Task requirements → Your job is to retype all of the data word for word, leaving every image out.
####################
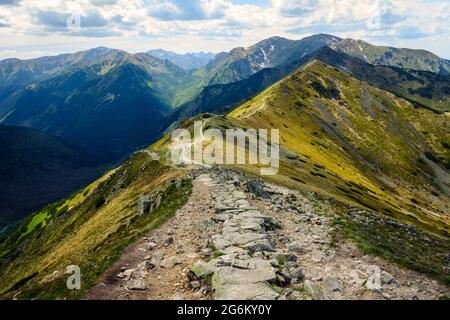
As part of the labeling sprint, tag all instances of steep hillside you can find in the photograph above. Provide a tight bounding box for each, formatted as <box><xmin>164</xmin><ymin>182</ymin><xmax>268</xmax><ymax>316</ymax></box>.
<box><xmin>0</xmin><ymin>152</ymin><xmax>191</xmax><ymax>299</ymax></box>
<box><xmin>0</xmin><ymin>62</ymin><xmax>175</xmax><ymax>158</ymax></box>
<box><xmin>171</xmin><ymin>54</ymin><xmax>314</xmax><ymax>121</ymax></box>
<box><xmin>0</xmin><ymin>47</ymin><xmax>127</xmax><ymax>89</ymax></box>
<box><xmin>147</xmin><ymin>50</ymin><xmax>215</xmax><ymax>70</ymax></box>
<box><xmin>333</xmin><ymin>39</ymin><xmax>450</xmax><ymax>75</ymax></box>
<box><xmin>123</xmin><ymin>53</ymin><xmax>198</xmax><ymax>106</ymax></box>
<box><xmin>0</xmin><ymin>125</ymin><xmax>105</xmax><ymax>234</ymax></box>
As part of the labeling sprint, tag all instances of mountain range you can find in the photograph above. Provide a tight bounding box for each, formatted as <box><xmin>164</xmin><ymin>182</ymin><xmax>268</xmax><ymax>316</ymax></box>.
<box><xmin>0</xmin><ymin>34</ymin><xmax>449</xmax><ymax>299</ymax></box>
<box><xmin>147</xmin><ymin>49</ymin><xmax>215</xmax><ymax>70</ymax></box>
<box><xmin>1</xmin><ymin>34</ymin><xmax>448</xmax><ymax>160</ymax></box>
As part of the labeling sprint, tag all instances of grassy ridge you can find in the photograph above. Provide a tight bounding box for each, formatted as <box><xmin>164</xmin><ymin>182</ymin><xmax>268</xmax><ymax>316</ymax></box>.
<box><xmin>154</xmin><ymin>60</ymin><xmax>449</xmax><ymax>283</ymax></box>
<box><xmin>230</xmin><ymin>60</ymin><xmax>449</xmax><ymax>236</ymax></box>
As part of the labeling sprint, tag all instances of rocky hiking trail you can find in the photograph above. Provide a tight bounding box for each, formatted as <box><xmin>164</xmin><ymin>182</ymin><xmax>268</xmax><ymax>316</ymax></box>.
####################
Written reply →
As part of the labeling sprint, tag all instances of steep hillside you can find in the photograph above. Provide a tight bounding box for each, formatted as <box><xmin>164</xmin><ymin>182</ymin><xmax>268</xmax><ymax>316</ymax></box>.
<box><xmin>0</xmin><ymin>152</ymin><xmax>191</xmax><ymax>299</ymax></box>
<box><xmin>0</xmin><ymin>62</ymin><xmax>175</xmax><ymax>158</ymax></box>
<box><xmin>171</xmin><ymin>54</ymin><xmax>314</xmax><ymax>121</ymax></box>
<box><xmin>0</xmin><ymin>47</ymin><xmax>127</xmax><ymax>89</ymax></box>
<box><xmin>147</xmin><ymin>50</ymin><xmax>215</xmax><ymax>70</ymax></box>
<box><xmin>333</xmin><ymin>39</ymin><xmax>450</xmax><ymax>75</ymax></box>
<box><xmin>123</xmin><ymin>53</ymin><xmax>198</xmax><ymax>106</ymax></box>
<box><xmin>0</xmin><ymin>125</ymin><xmax>105</xmax><ymax>234</ymax></box>
As part of the labeling sprint, tag all instances of mountain range you can find in the photograph above. Provide a tight bounding box for each, formatted as <box><xmin>164</xmin><ymin>182</ymin><xmax>268</xmax><ymax>316</ymax></box>.
<box><xmin>0</xmin><ymin>34</ymin><xmax>449</xmax><ymax>299</ymax></box>
<box><xmin>147</xmin><ymin>49</ymin><xmax>215</xmax><ymax>70</ymax></box>
<box><xmin>1</xmin><ymin>34</ymin><xmax>448</xmax><ymax>160</ymax></box>
As part of the labeling sprint, tag all instances of grassy ridge you can find in the photograph above. Provide a tight bounding box for each, formatted as <box><xmin>164</xmin><ymin>182</ymin><xmax>268</xmax><ymax>316</ymax></box>.
<box><xmin>154</xmin><ymin>60</ymin><xmax>449</xmax><ymax>283</ymax></box>
<box><xmin>230</xmin><ymin>60</ymin><xmax>449</xmax><ymax>236</ymax></box>
As part of the labeling sprint, tag all instances of rocky hiking trail you can find in the photograph above. Provide a tight bounding box for each, formatted as <box><xmin>164</xmin><ymin>182</ymin><xmax>268</xmax><ymax>316</ymax></box>.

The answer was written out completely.